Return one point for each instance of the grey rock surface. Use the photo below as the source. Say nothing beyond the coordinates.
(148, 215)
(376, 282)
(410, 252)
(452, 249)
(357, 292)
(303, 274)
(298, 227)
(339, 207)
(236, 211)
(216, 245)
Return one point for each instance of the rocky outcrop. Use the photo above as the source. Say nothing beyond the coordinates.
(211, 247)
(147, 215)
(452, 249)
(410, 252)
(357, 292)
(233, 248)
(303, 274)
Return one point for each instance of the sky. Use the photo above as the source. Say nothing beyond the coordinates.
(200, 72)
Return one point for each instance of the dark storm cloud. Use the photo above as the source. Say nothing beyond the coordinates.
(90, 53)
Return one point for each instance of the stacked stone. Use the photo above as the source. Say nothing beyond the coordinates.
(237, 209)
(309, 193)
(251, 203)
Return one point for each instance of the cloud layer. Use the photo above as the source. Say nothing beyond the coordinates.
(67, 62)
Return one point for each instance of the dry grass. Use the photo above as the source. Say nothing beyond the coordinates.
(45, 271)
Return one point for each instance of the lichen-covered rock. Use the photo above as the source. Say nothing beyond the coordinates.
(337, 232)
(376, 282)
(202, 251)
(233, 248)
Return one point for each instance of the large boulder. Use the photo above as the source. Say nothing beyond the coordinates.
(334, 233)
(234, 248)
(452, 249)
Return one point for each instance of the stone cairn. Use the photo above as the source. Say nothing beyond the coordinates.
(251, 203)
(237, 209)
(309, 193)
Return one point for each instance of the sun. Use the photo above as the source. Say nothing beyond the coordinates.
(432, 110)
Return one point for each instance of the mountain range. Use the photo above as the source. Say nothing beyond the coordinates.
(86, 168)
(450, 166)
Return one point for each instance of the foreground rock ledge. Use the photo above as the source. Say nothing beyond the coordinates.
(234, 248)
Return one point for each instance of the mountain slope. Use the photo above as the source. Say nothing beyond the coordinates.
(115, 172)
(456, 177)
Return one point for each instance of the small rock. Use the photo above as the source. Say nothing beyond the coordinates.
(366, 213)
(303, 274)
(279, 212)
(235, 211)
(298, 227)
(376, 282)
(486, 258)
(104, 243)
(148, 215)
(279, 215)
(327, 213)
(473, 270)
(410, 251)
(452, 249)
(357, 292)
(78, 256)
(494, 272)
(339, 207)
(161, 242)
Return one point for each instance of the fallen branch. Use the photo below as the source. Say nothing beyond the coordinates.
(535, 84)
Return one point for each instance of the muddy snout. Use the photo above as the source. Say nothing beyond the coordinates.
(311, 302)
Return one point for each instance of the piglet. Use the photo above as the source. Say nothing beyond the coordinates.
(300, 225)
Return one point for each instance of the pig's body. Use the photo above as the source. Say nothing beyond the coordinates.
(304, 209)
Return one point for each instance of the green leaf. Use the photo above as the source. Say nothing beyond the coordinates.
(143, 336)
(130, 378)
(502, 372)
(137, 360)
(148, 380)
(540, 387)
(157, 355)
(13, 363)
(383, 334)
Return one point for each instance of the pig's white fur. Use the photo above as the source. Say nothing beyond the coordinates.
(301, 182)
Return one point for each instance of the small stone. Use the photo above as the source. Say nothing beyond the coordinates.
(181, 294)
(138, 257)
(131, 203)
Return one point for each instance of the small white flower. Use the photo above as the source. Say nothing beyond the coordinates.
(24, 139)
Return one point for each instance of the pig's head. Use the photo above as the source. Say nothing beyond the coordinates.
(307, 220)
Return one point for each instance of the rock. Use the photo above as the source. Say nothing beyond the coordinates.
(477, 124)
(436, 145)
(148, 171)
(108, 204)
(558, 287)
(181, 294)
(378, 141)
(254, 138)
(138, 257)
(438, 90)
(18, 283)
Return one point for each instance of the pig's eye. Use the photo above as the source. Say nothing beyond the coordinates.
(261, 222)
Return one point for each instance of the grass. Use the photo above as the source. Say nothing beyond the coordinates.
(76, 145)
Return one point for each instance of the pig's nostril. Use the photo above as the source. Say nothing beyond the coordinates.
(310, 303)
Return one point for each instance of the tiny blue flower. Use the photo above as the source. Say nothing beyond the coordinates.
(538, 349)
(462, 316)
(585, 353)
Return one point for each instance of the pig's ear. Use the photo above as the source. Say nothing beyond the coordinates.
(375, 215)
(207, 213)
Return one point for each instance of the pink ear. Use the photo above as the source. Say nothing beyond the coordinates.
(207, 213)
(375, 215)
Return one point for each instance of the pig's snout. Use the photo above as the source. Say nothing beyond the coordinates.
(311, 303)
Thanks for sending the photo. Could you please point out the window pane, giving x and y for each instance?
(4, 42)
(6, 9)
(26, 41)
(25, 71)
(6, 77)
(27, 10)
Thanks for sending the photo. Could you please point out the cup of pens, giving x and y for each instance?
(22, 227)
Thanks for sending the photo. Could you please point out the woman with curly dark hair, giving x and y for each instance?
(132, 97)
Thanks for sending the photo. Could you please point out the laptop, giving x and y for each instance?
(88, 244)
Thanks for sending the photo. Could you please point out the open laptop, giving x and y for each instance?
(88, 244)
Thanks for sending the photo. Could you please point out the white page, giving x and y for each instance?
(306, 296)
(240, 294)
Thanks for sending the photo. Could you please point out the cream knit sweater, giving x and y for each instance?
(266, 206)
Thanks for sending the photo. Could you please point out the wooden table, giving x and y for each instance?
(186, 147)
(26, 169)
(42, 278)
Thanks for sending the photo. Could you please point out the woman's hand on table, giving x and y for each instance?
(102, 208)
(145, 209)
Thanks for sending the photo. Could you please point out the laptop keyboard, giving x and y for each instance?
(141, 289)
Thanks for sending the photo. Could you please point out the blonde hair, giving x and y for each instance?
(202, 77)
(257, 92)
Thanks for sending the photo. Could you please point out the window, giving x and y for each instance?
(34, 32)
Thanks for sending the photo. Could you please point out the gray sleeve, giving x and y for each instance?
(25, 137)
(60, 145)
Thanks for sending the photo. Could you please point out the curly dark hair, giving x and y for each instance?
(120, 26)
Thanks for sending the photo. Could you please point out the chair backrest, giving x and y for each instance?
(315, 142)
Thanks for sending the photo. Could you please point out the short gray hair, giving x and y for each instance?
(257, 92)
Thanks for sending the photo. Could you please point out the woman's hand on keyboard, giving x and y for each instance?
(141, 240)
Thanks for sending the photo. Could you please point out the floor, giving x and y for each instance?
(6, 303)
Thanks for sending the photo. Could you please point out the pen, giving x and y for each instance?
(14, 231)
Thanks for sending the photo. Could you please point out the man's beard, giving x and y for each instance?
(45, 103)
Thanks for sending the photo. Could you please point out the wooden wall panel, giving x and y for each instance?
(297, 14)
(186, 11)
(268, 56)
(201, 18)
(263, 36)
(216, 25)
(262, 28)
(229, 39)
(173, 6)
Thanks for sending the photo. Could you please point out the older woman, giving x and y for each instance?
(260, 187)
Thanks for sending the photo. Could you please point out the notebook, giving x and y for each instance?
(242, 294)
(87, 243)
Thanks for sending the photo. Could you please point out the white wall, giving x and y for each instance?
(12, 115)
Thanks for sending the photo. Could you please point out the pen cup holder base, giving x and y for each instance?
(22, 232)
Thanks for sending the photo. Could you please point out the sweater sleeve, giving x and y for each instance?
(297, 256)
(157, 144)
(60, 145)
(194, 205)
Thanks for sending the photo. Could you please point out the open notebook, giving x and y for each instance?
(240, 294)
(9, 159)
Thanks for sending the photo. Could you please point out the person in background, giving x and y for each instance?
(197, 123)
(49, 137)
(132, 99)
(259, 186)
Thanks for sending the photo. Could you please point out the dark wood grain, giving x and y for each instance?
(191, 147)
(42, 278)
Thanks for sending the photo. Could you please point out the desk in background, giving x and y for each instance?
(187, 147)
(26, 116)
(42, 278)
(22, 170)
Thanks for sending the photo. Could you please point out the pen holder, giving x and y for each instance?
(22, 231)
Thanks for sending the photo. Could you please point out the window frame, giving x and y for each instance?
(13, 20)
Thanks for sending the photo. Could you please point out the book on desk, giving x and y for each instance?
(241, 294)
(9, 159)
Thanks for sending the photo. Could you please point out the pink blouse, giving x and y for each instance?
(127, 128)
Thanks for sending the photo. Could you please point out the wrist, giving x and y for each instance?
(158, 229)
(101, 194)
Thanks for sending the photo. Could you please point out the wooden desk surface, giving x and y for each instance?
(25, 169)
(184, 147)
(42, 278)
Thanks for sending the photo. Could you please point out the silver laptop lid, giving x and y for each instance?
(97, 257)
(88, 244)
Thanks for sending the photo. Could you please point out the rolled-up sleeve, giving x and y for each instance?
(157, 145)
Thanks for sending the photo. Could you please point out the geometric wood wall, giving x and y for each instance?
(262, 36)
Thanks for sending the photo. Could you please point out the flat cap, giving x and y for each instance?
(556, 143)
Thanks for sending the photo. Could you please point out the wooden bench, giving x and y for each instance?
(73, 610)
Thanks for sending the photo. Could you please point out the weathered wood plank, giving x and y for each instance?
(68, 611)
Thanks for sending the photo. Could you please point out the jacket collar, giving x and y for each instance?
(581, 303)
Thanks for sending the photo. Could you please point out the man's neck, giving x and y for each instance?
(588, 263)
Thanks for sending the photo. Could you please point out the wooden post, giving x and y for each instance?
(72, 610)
-------
__WHAT THE EXERCISE ASKS__:
Add 48 to every x and y coordinate value in the data, starting with the line with "out the geometric" and going on through the end of the data. Write out all of those lines again, keeping every other line as it is.

__COMPLETED EXERCISE__:
Thanks for sending the photo. Could you please point out the geometric wood wall, giving x and y for each instance?
(310, 84)
Thanks for sending the photo. Could you please point out the flat cap, giving x and y for each instance?
(604, 191)
Thanks for sending the photo. Could you please point out the wooden bench, giving x and y for each instance?
(121, 658)
Thanks for sending the photo. Could you please point out the weathered wood plank, giving x and y for each instance?
(116, 659)
Thanks for sending the photo. Could you please point out the jacket collar, giving x and y for each instance?
(629, 351)
Thanks for sending the photo. Could you please point out the man's neck, giving x and y for each instance?
(636, 311)
Thanks for sending the photo. Could you please point out the wooden post, giving x and y for each instance?
(120, 658)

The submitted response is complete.